Exact transcription with no images: write out all of the entries below.

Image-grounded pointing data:
=== Section Start ===
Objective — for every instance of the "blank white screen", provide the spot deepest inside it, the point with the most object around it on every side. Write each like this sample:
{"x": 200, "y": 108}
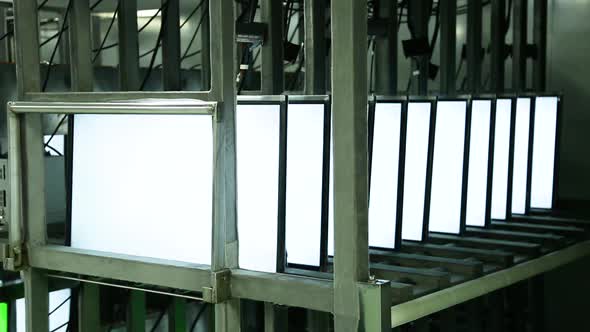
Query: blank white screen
{"x": 544, "y": 152}
{"x": 257, "y": 143}
{"x": 447, "y": 167}
{"x": 417, "y": 135}
{"x": 305, "y": 160}
{"x": 384, "y": 175}
{"x": 521, "y": 155}
{"x": 501, "y": 158}
{"x": 479, "y": 148}
{"x": 142, "y": 185}
{"x": 56, "y": 319}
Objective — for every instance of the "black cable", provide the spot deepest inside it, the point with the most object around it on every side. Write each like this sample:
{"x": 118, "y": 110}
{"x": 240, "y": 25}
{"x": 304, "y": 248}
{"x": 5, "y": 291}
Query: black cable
{"x": 157, "y": 323}
{"x": 95, "y": 4}
{"x": 59, "y": 327}
{"x": 190, "y": 44}
{"x": 199, "y": 314}
{"x": 59, "y": 154}
{"x": 42, "y": 4}
{"x": 45, "y": 42}
{"x": 106, "y": 36}
{"x": 56, "y": 46}
{"x": 153, "y": 17}
{"x": 61, "y": 121}
{"x": 69, "y": 297}
{"x": 154, "y": 54}
{"x": 191, "y": 14}
{"x": 9, "y": 33}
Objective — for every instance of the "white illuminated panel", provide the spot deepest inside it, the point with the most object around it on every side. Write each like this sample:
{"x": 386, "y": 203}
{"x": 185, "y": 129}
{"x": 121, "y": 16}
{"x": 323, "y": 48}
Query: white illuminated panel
{"x": 58, "y": 317}
{"x": 257, "y": 142}
{"x": 447, "y": 168}
{"x": 479, "y": 147}
{"x": 305, "y": 160}
{"x": 544, "y": 152}
{"x": 384, "y": 175}
{"x": 417, "y": 136}
{"x": 521, "y": 153}
{"x": 501, "y": 159}
{"x": 142, "y": 185}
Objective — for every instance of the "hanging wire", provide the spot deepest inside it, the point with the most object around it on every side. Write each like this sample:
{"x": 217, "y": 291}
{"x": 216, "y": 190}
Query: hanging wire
{"x": 106, "y": 36}
{"x": 53, "y": 53}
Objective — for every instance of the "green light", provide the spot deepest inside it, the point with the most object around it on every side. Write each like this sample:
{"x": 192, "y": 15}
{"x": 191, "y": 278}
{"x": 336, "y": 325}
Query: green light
{"x": 3, "y": 317}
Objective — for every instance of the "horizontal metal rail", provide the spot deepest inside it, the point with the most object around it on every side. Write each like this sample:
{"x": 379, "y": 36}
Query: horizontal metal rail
{"x": 93, "y": 97}
{"x": 429, "y": 304}
{"x": 289, "y": 290}
{"x": 151, "y": 271}
{"x": 144, "y": 107}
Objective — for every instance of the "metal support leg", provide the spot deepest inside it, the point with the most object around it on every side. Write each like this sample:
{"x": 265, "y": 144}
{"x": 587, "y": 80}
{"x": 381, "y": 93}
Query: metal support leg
{"x": 418, "y": 14}
{"x": 129, "y": 79}
{"x": 519, "y": 30}
{"x": 386, "y": 51}
{"x": 205, "y": 52}
{"x": 349, "y": 87}
{"x": 28, "y": 74}
{"x": 89, "y": 308}
{"x": 474, "y": 56}
{"x": 315, "y": 47}
{"x": 540, "y": 40}
{"x": 177, "y": 315}
{"x": 498, "y": 45}
{"x": 171, "y": 45}
{"x": 272, "y": 77}
{"x": 225, "y": 230}
{"x": 136, "y": 313}
{"x": 448, "y": 43}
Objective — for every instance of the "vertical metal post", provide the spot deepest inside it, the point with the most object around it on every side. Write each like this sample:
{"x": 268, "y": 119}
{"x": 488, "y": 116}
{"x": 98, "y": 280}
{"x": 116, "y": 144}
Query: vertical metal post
{"x": 315, "y": 47}
{"x": 82, "y": 80}
{"x": 3, "y": 30}
{"x": 128, "y": 46}
{"x": 540, "y": 40}
{"x": 272, "y": 74}
{"x": 171, "y": 45}
{"x": 474, "y": 31}
{"x": 386, "y": 51}
{"x": 177, "y": 315}
{"x": 89, "y": 308}
{"x": 448, "y": 43}
{"x": 136, "y": 312}
{"x": 418, "y": 15}
{"x": 519, "y": 45}
{"x": 225, "y": 230}
{"x": 498, "y": 45}
{"x": 205, "y": 50}
{"x": 349, "y": 111}
{"x": 29, "y": 80}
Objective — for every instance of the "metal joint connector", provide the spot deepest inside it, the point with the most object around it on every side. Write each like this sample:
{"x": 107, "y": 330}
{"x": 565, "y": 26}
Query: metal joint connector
{"x": 220, "y": 287}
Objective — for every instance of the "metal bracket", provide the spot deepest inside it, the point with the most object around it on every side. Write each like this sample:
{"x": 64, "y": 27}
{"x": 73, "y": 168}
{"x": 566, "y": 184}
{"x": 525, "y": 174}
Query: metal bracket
{"x": 220, "y": 287}
{"x": 12, "y": 257}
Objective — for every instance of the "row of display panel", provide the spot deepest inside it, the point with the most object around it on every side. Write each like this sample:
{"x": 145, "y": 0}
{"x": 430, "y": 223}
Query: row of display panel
=== Section End ===
▶ [Exercise result]:
Objective — for every instance of the "blank white screen", provide the spot deepest inside it, the point with the most object around it on every side. Write each like this sample:
{"x": 200, "y": 108}
Query: blank white screen
{"x": 544, "y": 152}
{"x": 257, "y": 143}
{"x": 447, "y": 167}
{"x": 417, "y": 135}
{"x": 305, "y": 160}
{"x": 384, "y": 175}
{"x": 521, "y": 155}
{"x": 501, "y": 158}
{"x": 479, "y": 148}
{"x": 142, "y": 185}
{"x": 56, "y": 319}
Objective — for every instance of the "black cable", provide the spot deepest inside it, the point with the most object around it on every side. Write each like this sample:
{"x": 118, "y": 110}
{"x": 240, "y": 25}
{"x": 304, "y": 248}
{"x": 5, "y": 291}
Query: black cable
{"x": 157, "y": 323}
{"x": 95, "y": 4}
{"x": 59, "y": 327}
{"x": 190, "y": 44}
{"x": 199, "y": 314}
{"x": 59, "y": 154}
{"x": 42, "y": 4}
{"x": 45, "y": 42}
{"x": 106, "y": 36}
{"x": 56, "y": 46}
{"x": 153, "y": 17}
{"x": 61, "y": 121}
{"x": 69, "y": 297}
{"x": 154, "y": 54}
{"x": 191, "y": 14}
{"x": 9, "y": 33}
Objective — for every instance of the "white illuminated panel", provide the spot deepest inside it, the point with the most object around it on every side. Write each like this sample:
{"x": 386, "y": 203}
{"x": 185, "y": 129}
{"x": 121, "y": 16}
{"x": 323, "y": 48}
Query: white illuminated panel
{"x": 58, "y": 317}
{"x": 257, "y": 142}
{"x": 447, "y": 168}
{"x": 479, "y": 147}
{"x": 305, "y": 160}
{"x": 544, "y": 152}
{"x": 384, "y": 175}
{"x": 417, "y": 136}
{"x": 521, "y": 153}
{"x": 501, "y": 159}
{"x": 142, "y": 185}
Objective — for every instance of the "hanging wire", provide the spot deepest inside it, the point with the most object around it on every side. Write each like this sample:
{"x": 217, "y": 291}
{"x": 216, "y": 190}
Query: hanging wire
{"x": 106, "y": 36}
{"x": 53, "y": 53}
Objective — for every instance of the "green light", provide the spot deepest inside it, the point with the most object around it on every side. Write each like this sample:
{"x": 192, "y": 15}
{"x": 191, "y": 278}
{"x": 336, "y": 325}
Query: green light
{"x": 3, "y": 317}
Objective — for every instance of the "horizontal metal rail", provide the spot deepest inside it, the point with the most object around it on every side. Write each like this sample:
{"x": 379, "y": 36}
Query: horizontal metal rail
{"x": 93, "y": 97}
{"x": 429, "y": 304}
{"x": 289, "y": 290}
{"x": 151, "y": 271}
{"x": 144, "y": 107}
Objective — for every instance of the "metal support leg", provide the spot deepest inside it, the point with the most object around it on every side. Write each like this sample:
{"x": 265, "y": 144}
{"x": 587, "y": 80}
{"x": 381, "y": 93}
Query: metal support leg
{"x": 418, "y": 14}
{"x": 129, "y": 79}
{"x": 519, "y": 30}
{"x": 386, "y": 51}
{"x": 205, "y": 52}
{"x": 349, "y": 87}
{"x": 28, "y": 74}
{"x": 89, "y": 308}
{"x": 474, "y": 56}
{"x": 315, "y": 47}
{"x": 540, "y": 40}
{"x": 177, "y": 315}
{"x": 498, "y": 45}
{"x": 171, "y": 45}
{"x": 272, "y": 77}
{"x": 225, "y": 230}
{"x": 136, "y": 313}
{"x": 448, "y": 43}
Objective — for every instance of the "vertical metal post", provide the spot deepest inside it, the point with the most object around it on every side. Write each like this sample:
{"x": 268, "y": 119}
{"x": 488, "y": 116}
{"x": 98, "y": 280}
{"x": 116, "y": 144}
Query: vertical metal post
{"x": 315, "y": 47}
{"x": 82, "y": 80}
{"x": 3, "y": 30}
{"x": 128, "y": 46}
{"x": 540, "y": 40}
{"x": 272, "y": 74}
{"x": 171, "y": 45}
{"x": 474, "y": 31}
{"x": 386, "y": 51}
{"x": 177, "y": 315}
{"x": 89, "y": 308}
{"x": 448, "y": 43}
{"x": 136, "y": 312}
{"x": 418, "y": 15}
{"x": 519, "y": 45}
{"x": 225, "y": 230}
{"x": 498, "y": 45}
{"x": 205, "y": 50}
{"x": 349, "y": 111}
{"x": 29, "y": 80}
Objective — for every instance of the "metal joint connector", provide the spot deepest inside it, the point with the most object around it on every side. Write each like this sample:
{"x": 107, "y": 330}
{"x": 565, "y": 26}
Query: metal joint connector
{"x": 220, "y": 287}
Objective — for every instance of the "metal bracket", provide the spot deepest inside it, the point with the most object around it on every side. Write each like this sample:
{"x": 64, "y": 27}
{"x": 73, "y": 168}
{"x": 566, "y": 184}
{"x": 525, "y": 174}
Query: metal bracket
{"x": 220, "y": 287}
{"x": 12, "y": 257}
Objective — for every instance of the "row of display panel", provide the spot deepest inside it, the point with the most object around it on every side. Write each like this sample:
{"x": 145, "y": 0}
{"x": 430, "y": 223}
Query: row of display panel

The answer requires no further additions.